説明

発光装置

【課題】蛍光体間の再吸収を抑制し優れた発光効率を実現する発光装置を提供する。
【解決手段】実施の形態によれば、波長250nm乃至500nmの光を発する発光素子と、発光素子上に形成され、赤色蛍光体を含有し、断続的に配置される複数の赤色蛍光体層と、発光素子上に形成され、緑色蛍光体を含有し、発光素子から離れた位置に配置される緑色蛍光体層を備え、発光素子と赤色蛍光体層との距離よりも発光素子と緑色蛍光体層との距離が大きい発光装置である。

【発明の詳細な説明】
【技術分野】
【0001】
本発明の実施の形態は、発光装置に関する。
【背景技術】
【0002】
近年、青色の発光ダイオード(LED)にYAG:Ceなどの黄色蛍光体を組合せ、単一のチップで白色光を発する、いわゆる白色LEDに注目が集まっている。従来、LEDは赤色、緑色、青色と単色で発光するものであり、白色または中間色を発するためには、単色の波長を発する複数のLEDを用いてそれぞれ駆動しなければならなかった。しかし、現在では、発光ダイオードと、蛍光体とを組合せることにより、上述の煩わしさを排し、簡便な構造によって白色光を得ることができるようになっている。
【0003】
発光ダイオードを用いたLEDランプは、携帯機器、PC周辺機器、OA機器、各種スイッチ、バックライト用光源、および表示板などの各種表示装置に用いられている。これらLEDランプは高効率化が強く望まれており、加えて一般照明用途には高演色化、バックライト用途には高色域化の要請がある。高効率化には、蛍光体の高効率化が必要であり、高演色化あるいは高色域化には、青色の励起光と青色で励起され緑色の発光を示す蛍光体および青色で励起され赤色の発光を示す蛍光体を組み合わせた白色光源が望ましい。
【0004】
もっとも、複数の蛍光体を用いる場合、蛍光体間の再吸収により発光効率が低下するという問題がある。特に、一つのLEDチップ上に、複数の蛍光体を組み合わせることで白色光を得ようとする場合、蛍光体間の距離が近接することでこの問題が顕在化する。

□ □ □ □ □ □ □

• **設問と課題**
1. 発光装置の文章によると、発光素子が発する光の波長はどの範囲ですか。
2. 発光装置の文章を、最後の段落の次から書き継いでください。

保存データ
□ □ □ □ □ □ □

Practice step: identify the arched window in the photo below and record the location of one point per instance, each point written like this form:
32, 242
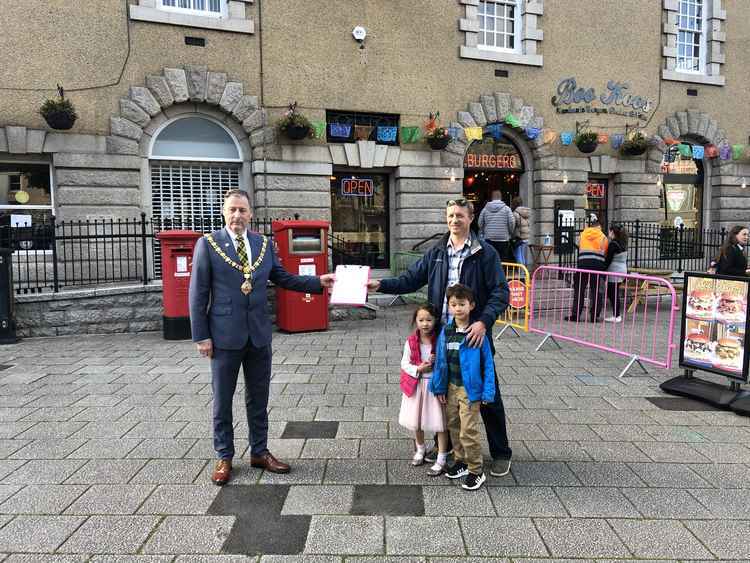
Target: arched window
194, 161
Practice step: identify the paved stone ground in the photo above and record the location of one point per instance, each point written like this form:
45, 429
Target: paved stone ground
105, 455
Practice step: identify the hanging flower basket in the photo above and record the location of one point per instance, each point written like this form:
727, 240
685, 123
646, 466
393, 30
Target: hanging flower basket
59, 113
438, 143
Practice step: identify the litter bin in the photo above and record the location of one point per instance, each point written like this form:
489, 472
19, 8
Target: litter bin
176, 266
7, 301
302, 249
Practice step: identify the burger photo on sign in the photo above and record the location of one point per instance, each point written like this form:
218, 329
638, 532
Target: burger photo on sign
728, 354
697, 346
701, 304
731, 308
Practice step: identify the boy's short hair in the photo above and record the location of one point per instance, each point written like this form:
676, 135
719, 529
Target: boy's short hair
460, 291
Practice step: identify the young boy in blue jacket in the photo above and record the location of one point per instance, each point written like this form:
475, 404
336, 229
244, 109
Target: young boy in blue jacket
463, 377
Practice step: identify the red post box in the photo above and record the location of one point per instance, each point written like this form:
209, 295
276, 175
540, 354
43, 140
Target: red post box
176, 265
302, 248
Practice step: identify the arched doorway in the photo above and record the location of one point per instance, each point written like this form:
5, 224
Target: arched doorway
492, 164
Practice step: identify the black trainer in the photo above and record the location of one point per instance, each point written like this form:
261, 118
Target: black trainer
457, 470
473, 481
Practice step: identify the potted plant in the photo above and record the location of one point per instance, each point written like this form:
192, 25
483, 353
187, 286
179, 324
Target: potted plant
437, 137
294, 125
58, 112
586, 141
635, 144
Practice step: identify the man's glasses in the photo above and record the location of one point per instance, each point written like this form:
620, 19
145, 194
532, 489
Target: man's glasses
461, 202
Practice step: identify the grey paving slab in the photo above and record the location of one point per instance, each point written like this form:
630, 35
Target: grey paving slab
526, 501
580, 537
37, 534
405, 535
41, 499
659, 539
453, 501
110, 534
190, 534
502, 537
105, 471
543, 473
356, 472
313, 499
346, 535
725, 539
599, 502
180, 499
111, 499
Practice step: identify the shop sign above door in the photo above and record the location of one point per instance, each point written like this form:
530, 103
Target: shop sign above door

□ □ □ □ □ □ □

• **課題の解答**
1. 250nm乃至500nmです。

2.
【先行技術文献】
【特許文献】
【0005】
【特許文献1】特開2008−186777号公報
【発明の概要】
【発明が解決しようとする課題】
【0006】
本発明は、上記事情を考慮してなされたものであり、その目的とするところは、蛍光体間の再吸収を抑制し優れた発光効率を実現する発光装置を提供することにある。
【課題を解決するための手段】
【0007】
実施の形態の発光装置は、波長250nm乃至500nmの光を発する発光素子と、発光素子上に形成され、赤色蛍光体を含有し、断続的に配置される複数の赤色蛍光体層と、発光素子上に形成され、緑色蛍光体を含有し、発光素子から離れた位置に配置される緑色蛍光体層を備える。そして、発光素子と赤色蛍光体層との距離よりも発光素子と緑色蛍光体層との距離が大きい。
【図面の簡単な説明】
【0008】
【図1】第1の実施の形態の発光装置の模式断面図である。
【図2】第1の実施の形態の発光装置の上部の拡大模式断面図である。
【図3】第1の実施の形態の発光装置の上部の拡大模式断面図である。
【図4】第1の実施の形態の発光装置の製造方法を示す断面工程図である。
【図5】第1の実施の形態の発光装置の製造方法を示す断面工程図である。
【図6】第1の実施の形態の発光装置の製造方法を示す断面工程図である。
【図7】第2の実施の形態の発光装置の上部の拡大模式断面図である。
【図8】第3の実施の形態の発光装置の模式断面図である。
【図9】第4の実施の形態の発光装置の模式断面図である。
【発明を実施するための形態】
【0009】
以下、図面を用いて実施の形態を説明する。なお、図面中、同一または類似の箇所には、同一または類似の符号を付している。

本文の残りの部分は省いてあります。